Collected data entries

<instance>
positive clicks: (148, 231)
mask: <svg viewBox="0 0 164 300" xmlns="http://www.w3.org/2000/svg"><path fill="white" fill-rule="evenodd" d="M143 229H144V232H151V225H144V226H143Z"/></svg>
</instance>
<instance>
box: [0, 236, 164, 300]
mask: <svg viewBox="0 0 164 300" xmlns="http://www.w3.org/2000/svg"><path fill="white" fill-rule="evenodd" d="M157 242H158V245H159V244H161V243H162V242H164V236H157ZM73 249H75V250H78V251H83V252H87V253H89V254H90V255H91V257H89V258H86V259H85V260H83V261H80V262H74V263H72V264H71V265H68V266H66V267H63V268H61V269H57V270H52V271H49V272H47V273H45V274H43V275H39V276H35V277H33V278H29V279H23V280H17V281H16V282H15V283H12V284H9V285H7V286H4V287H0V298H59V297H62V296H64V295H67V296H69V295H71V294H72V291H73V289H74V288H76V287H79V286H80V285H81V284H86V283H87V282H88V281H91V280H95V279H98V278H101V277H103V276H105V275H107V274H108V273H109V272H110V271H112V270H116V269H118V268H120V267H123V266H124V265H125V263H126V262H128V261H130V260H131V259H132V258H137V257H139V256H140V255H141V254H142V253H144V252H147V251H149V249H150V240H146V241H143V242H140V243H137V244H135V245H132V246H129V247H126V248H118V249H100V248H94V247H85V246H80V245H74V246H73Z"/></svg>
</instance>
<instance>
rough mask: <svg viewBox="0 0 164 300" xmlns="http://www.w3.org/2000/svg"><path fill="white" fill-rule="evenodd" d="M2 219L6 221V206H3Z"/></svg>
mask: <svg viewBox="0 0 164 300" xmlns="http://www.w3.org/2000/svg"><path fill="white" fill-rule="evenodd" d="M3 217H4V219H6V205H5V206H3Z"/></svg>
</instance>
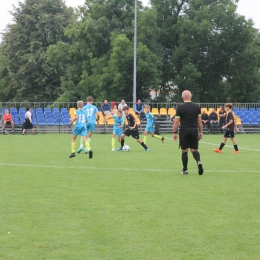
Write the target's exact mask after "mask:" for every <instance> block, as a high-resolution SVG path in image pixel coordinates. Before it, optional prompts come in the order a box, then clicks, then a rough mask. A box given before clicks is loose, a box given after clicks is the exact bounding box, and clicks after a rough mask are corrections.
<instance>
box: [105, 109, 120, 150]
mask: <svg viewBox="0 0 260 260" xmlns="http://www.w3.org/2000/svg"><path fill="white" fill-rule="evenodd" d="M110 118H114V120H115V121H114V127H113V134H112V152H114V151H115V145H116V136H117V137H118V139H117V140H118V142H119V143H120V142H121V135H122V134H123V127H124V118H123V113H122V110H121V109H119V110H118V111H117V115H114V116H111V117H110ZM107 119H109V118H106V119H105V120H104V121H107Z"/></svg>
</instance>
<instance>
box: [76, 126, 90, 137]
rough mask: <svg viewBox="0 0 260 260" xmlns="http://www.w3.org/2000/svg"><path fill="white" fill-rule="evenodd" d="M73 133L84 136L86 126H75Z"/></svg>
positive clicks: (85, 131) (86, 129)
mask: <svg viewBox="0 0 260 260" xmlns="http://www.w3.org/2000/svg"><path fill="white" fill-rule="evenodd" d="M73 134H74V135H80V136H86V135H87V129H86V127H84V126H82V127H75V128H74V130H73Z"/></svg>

--

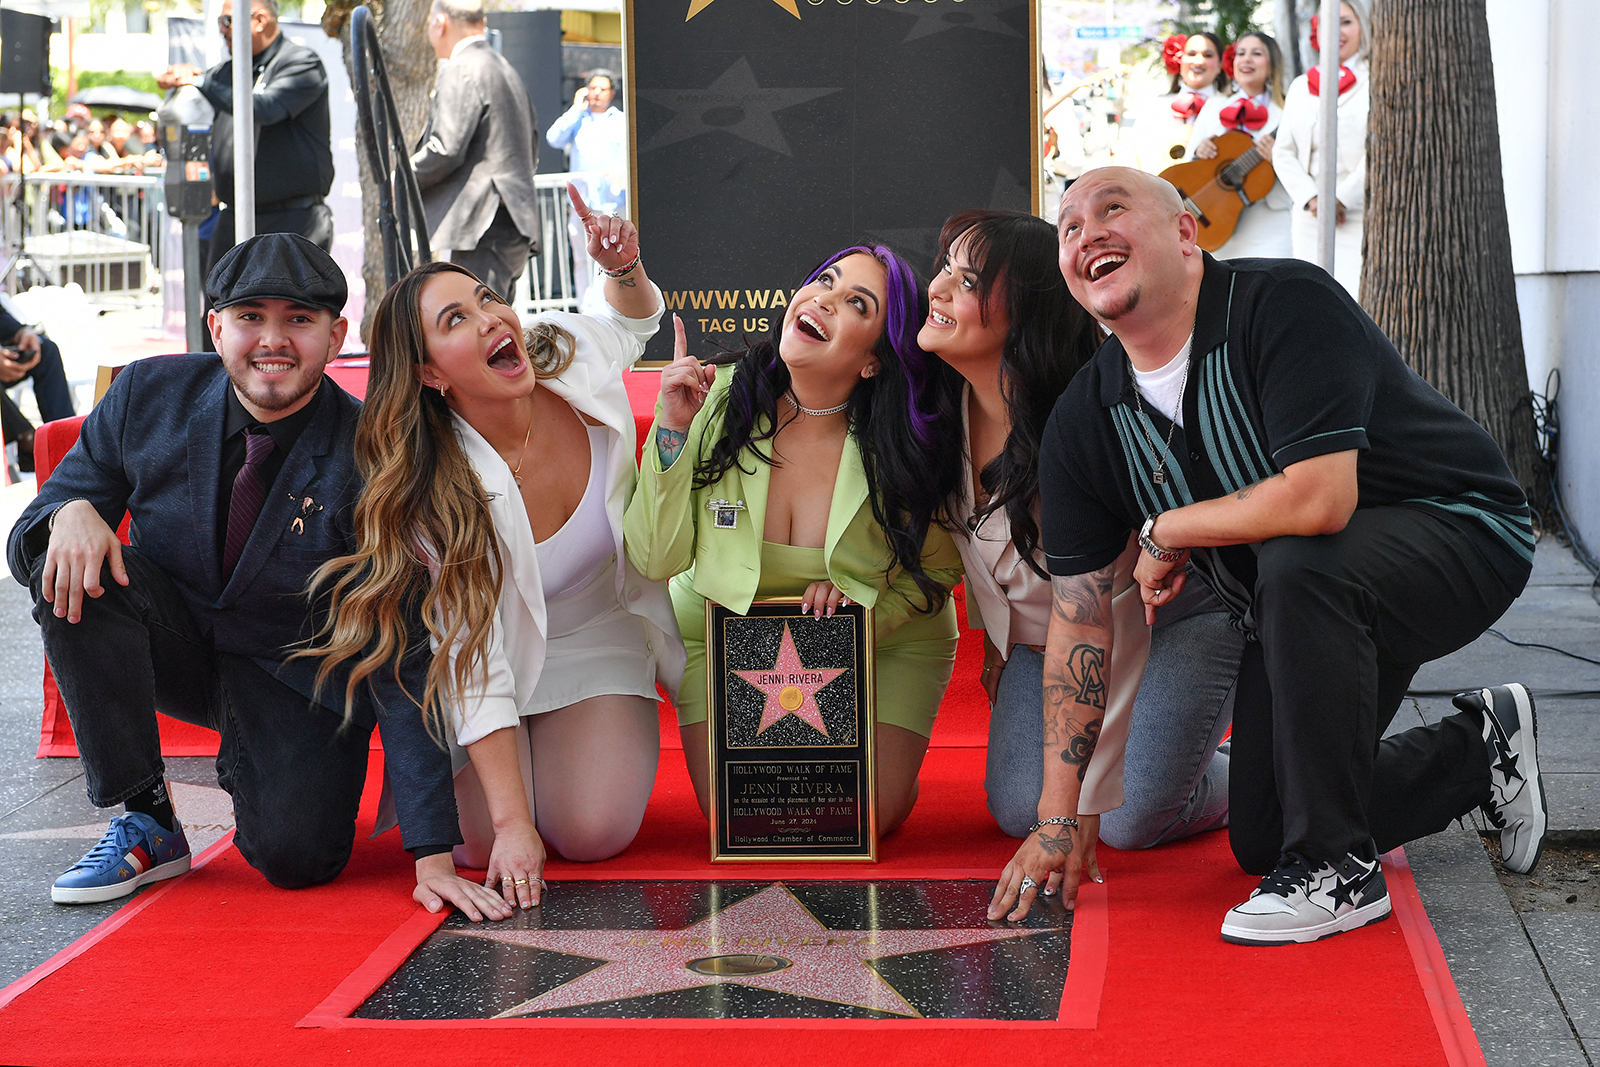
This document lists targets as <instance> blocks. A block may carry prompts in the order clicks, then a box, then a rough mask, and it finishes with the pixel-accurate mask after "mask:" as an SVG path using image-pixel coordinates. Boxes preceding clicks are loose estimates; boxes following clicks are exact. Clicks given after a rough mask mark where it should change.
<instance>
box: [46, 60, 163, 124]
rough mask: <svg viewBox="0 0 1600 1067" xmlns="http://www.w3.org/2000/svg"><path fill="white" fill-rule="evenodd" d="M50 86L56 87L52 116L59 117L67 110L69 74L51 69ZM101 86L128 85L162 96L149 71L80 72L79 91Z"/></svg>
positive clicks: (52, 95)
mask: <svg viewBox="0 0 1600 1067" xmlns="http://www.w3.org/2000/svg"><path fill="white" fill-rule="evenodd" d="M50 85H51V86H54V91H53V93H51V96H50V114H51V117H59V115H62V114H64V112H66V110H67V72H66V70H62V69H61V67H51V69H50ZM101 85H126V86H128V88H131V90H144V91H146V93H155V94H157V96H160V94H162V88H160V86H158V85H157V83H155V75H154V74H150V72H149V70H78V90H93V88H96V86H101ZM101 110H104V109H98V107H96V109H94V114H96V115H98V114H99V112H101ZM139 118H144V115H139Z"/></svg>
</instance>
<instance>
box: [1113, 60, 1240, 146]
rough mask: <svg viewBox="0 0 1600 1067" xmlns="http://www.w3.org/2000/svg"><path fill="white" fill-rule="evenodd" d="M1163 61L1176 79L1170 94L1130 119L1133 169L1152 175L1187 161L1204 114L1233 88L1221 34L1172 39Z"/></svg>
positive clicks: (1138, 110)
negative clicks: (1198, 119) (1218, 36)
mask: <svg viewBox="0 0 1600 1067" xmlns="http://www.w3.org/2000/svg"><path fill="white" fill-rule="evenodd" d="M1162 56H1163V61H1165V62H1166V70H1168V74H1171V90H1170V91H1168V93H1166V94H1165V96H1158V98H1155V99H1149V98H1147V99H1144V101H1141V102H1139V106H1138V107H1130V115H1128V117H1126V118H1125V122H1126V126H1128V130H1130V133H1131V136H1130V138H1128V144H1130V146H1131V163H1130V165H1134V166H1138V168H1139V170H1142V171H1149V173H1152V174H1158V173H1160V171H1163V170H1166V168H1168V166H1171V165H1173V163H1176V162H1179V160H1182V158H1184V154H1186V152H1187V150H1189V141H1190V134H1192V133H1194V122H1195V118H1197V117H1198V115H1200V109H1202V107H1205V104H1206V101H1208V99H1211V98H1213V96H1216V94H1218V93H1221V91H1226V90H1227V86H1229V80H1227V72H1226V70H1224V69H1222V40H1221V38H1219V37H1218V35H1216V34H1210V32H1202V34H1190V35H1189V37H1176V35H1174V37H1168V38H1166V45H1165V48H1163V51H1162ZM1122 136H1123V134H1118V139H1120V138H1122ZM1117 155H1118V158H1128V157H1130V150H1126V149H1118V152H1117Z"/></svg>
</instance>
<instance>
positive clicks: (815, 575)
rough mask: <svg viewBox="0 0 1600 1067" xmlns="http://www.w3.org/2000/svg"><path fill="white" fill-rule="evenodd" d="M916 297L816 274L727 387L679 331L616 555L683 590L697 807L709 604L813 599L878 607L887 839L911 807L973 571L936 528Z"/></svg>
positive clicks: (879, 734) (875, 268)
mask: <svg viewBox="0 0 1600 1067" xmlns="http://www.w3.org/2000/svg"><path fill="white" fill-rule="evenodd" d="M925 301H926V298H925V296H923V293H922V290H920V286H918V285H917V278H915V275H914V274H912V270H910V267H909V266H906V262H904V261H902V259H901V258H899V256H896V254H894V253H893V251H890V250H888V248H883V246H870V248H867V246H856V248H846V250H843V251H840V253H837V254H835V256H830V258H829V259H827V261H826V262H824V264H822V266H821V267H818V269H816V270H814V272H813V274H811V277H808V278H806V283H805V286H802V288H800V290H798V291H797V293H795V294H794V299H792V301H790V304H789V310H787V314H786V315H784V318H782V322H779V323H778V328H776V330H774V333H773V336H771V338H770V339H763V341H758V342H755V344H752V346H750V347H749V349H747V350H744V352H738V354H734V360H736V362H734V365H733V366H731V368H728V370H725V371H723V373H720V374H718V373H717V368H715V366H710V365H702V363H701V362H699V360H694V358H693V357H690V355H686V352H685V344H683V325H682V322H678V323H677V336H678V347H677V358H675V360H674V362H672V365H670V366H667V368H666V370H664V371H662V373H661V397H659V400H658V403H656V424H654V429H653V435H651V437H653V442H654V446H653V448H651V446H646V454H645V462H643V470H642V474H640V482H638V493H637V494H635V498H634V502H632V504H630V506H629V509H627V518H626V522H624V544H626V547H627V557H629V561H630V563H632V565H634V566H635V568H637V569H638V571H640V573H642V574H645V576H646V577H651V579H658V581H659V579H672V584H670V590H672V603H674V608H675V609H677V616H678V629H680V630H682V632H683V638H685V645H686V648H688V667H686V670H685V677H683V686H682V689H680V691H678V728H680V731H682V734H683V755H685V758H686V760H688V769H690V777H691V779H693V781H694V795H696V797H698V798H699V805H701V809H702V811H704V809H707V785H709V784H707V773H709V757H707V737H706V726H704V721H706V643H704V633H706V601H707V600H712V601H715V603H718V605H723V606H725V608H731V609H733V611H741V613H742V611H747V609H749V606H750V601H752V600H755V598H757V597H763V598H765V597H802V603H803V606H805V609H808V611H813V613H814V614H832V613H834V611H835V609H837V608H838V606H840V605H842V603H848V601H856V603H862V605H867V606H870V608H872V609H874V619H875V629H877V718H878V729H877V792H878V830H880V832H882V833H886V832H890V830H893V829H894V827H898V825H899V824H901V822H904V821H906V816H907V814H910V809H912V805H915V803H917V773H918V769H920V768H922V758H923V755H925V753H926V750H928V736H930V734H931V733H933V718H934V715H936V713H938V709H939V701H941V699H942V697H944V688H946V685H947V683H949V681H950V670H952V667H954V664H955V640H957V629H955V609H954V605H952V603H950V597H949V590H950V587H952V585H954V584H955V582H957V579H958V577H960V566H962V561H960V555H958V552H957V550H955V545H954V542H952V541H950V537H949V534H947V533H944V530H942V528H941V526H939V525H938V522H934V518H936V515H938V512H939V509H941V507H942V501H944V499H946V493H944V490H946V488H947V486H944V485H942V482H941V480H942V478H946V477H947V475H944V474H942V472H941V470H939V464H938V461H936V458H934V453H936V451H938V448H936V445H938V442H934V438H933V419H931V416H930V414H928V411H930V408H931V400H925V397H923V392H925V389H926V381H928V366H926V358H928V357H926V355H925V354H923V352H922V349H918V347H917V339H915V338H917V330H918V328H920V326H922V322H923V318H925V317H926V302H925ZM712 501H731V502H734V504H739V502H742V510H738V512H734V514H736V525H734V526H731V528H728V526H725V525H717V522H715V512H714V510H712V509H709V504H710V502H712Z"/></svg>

==

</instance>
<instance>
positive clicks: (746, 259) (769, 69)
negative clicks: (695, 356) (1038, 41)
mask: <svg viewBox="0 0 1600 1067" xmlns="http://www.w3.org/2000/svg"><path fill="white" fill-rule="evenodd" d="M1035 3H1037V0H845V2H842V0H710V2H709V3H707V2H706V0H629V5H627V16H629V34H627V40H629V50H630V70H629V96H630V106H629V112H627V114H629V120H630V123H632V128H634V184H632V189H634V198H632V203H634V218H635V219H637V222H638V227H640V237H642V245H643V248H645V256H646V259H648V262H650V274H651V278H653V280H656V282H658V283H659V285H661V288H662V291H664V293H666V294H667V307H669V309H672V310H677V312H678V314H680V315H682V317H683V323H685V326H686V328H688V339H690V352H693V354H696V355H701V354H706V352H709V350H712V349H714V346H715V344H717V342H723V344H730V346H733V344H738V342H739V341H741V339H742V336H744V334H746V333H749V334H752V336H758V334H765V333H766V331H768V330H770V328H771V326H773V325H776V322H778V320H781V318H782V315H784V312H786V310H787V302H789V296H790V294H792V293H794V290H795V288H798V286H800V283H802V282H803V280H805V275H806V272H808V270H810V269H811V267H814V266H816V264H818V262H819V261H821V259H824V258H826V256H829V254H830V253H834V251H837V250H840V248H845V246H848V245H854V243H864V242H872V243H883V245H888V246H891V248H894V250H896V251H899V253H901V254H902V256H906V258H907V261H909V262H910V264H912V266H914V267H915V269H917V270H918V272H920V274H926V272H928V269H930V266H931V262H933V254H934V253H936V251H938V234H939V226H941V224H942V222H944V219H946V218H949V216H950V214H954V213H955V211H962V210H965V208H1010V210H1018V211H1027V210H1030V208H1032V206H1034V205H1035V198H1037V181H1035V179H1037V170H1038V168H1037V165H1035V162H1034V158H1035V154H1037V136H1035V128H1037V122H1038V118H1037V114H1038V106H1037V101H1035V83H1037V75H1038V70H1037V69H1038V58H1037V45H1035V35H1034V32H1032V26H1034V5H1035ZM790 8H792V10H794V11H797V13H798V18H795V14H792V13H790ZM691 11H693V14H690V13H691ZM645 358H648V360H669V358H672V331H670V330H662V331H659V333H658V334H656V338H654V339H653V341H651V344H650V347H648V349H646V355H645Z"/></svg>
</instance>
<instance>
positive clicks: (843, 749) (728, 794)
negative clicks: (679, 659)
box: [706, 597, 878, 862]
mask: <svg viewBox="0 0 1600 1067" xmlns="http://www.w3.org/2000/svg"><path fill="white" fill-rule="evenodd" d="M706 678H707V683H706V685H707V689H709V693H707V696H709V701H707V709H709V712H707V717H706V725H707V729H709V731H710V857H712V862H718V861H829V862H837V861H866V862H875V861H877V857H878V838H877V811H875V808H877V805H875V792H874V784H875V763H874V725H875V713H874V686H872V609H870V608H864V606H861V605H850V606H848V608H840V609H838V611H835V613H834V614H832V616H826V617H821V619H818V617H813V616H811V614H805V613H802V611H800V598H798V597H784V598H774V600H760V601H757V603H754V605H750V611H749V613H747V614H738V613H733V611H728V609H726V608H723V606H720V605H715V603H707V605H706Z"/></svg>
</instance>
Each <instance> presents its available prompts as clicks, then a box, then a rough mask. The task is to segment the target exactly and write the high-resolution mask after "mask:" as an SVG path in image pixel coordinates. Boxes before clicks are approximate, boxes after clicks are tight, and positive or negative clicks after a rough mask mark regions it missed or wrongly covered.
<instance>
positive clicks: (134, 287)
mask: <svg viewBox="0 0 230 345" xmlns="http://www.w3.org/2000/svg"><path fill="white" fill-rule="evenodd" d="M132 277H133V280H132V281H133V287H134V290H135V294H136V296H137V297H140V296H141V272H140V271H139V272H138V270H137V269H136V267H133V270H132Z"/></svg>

**EXERCISE OBJECTIVE**:
Report every line of the entries that carries the word "Boxes".

**WRITTEN SOLUTION**:
This document lists targets as <instance> blocks. A block may carry prompts in the order clicks, then a box, then a rough mask, and it finishes with the pixel-accurate mask after "mask:" as an SVG path using image-pixel coordinates. Boxes preceding clicks are loose estimates; boxes following clicks are exact. Clicks given after a rough mask mark where it should change.
Each <instance> presents its available prompts as clicks, then a box, then a rough mask. The task is to segment the target exactly and write the high-resolution mask after "mask:" as an SVG path in image pixel coordinates. Boxes before clicks are approximate, boxes after clicks are tight, and positive or negative clicks after a rough mask mark regions it missed or wrongly covered.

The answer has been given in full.